提供テキスト:
# # # # # # #

SHIBAURA DANCE WEEKEND
ユーリ・デュッブ『dAlsy』『Enfant』
井上大輔『空の皿』
日時: 2017年2月24日(金)& 25日(土)
会場: 東京/芝浦「シバウラハウス」
(東京都港区芝浦3-15-4)
[24日]開場: 7:00p.m.、開演: 7:30p.m.
[25日]開場: 6:00p.m.、開演: 5:30p.m.
料金/一般: ¥3,000、港区割・学割: ¥2,500
照明: 久津美太地 音響: 林あきの
主催: SHIBAURA HOUSE
【演目】
ユーリ・デュッブ『dAlsy』
出演: カロリナ・マンクーソ
ユーリ・デュッブ『Enfant』
出演: サラ・マーフィー
ユーリ・デュッブ/井上大輔『MAN-GETSU』
出演: ユーリ・デュッブ、井上大輔
井上大輔『空の皿』

# # # # # # #

物体の出現位置を示すデータセットの行
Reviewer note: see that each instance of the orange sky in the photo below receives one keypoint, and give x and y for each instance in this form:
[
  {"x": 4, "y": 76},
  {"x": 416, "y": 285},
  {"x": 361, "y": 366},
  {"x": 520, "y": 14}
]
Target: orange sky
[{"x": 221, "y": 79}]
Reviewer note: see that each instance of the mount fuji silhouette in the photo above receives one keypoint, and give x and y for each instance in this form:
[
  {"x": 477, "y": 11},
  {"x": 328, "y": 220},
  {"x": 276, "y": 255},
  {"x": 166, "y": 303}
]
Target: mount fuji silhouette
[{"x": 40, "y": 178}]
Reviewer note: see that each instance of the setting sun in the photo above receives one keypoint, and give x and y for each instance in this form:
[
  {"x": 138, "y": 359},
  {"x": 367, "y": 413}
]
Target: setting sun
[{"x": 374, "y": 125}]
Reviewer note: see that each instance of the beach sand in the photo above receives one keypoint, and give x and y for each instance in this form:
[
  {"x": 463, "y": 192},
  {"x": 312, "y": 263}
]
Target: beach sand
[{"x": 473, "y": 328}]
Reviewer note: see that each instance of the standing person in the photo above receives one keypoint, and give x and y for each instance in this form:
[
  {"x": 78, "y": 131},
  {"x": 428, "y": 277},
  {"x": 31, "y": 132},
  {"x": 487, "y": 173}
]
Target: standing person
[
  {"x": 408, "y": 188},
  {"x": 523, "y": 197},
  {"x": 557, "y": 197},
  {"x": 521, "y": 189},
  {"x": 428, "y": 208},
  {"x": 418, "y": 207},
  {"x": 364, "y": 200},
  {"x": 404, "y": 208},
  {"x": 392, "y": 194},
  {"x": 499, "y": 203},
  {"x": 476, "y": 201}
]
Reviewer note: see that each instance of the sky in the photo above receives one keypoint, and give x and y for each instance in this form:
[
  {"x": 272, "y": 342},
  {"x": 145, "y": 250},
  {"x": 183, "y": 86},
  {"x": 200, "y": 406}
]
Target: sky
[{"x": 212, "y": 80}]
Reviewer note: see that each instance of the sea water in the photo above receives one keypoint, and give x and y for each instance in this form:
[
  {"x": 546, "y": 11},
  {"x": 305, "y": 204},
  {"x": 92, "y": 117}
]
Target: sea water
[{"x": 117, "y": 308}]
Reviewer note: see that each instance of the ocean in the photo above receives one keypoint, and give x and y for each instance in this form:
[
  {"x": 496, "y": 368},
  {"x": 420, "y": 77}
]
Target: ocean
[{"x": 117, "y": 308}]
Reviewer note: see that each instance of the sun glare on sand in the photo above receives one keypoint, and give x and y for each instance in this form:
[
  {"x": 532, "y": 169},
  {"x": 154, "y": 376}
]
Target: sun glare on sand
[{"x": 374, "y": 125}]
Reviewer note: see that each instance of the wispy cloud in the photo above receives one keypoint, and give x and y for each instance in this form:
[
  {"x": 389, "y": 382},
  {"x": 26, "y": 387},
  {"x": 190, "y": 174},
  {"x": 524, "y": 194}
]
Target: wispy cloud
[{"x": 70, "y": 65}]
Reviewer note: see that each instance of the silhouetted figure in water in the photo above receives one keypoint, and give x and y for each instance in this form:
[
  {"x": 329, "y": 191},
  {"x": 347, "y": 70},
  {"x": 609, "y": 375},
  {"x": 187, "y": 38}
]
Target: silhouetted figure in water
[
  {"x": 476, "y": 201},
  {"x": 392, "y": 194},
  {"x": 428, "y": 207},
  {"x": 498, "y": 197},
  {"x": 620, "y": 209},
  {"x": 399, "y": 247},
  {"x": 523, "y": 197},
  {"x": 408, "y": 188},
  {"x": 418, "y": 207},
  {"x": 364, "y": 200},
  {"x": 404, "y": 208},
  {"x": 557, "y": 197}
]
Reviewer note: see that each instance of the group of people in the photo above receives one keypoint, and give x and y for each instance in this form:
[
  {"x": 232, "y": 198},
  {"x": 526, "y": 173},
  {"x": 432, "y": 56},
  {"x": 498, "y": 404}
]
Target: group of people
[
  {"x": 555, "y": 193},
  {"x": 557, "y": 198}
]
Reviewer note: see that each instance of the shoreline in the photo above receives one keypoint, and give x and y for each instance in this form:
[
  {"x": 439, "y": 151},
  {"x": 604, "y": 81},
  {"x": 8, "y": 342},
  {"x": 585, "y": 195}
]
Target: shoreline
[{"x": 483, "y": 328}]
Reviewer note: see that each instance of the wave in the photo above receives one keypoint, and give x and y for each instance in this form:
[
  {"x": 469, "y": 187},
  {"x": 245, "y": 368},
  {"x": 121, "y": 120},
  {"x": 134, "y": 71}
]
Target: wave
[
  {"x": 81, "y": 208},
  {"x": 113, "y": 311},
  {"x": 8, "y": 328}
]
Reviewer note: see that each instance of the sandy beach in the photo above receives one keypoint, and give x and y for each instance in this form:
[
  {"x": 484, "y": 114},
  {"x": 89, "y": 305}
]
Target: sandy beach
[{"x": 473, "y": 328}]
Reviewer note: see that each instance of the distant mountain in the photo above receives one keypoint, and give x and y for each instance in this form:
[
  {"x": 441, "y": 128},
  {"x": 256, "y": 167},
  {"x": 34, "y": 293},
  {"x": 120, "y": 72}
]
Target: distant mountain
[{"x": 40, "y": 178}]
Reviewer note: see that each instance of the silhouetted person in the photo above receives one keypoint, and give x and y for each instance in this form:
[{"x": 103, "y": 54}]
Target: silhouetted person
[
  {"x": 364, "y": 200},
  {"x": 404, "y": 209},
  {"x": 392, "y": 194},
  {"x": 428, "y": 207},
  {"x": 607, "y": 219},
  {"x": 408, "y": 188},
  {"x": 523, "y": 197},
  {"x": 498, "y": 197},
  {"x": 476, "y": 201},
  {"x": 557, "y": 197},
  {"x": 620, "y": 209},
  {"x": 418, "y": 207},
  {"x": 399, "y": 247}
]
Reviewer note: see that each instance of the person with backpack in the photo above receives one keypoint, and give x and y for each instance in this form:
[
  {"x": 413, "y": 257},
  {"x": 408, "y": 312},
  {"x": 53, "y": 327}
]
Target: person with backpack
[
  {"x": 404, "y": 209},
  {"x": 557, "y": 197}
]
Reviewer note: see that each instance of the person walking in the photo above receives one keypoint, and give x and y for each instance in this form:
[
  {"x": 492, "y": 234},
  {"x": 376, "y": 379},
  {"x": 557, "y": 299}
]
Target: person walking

# # # # # # #

上にある芝浦のダンス公演の案内文を、最後の行の後から書き継ぐこと。

出演[ダンスポート・シバウラ 第2期メンバー]:
ayumi、井上大輔、楓、櫻井洋子、説城、瀬戸貴彦、武田幹也
nara、磨石、ミキティ、宮崎あかね、凛音、ゆうき
♬♬♬
芝浦にある広告製版社のモダンな社屋を利用して運営されているコミュニティ・スペース “シバウラハウス” で、ダンサーの井上大輔が主宰するプロアマ混合ダンス・カンパニー「ダンスポート・シバウラ」の公演をメインに置いた『SHIBAURA DANCE WEEKEND』の第2回公演がおこなわれた。やはりこの時期におこなわれた昨年の旗揚げ公演では、木村愛子の『水を抱く』や藤井友美の『弐の顔』再演、おかっぱ企画[振付:若林里枝]の『竜の煙』や金子愛帆の『めいめつ』など、堅実な活動をしているダンサーたちがゲスト出演したが、今年は、ネザーランド・ダンス・シアター(NDT)に所属して活躍したユーリ・デュッブが来日、カロリナ・マンクーソによって踊られた『dAlsy』とサラ・マーフィーの『Enfant』というデュッブ振付のソロ2作品が、現在クリエーション中の作品から切り出され、デモンストレーション公演として披露された。ダンサーふたりもNDT経験者だ。『dAlsy』を踊ったマンクーソは、短髪に全身黒のレオタード姿、顔に表情はあらわさず、ときおり口を開くだけといった徹底ぶりで、SF映画『2001年宇宙の旅』(1968年)に登場するコンピューターHALがボーマン船長に語った死への恐怖をテーマにしたロボットダンスを踊ったのに対し、『Enfant』のマーフィーは、会場を歩きまわりつつ鼻の穴に指を入れて笑うなど、突拍子もないしぐさをしながら子供を踊ってみせた。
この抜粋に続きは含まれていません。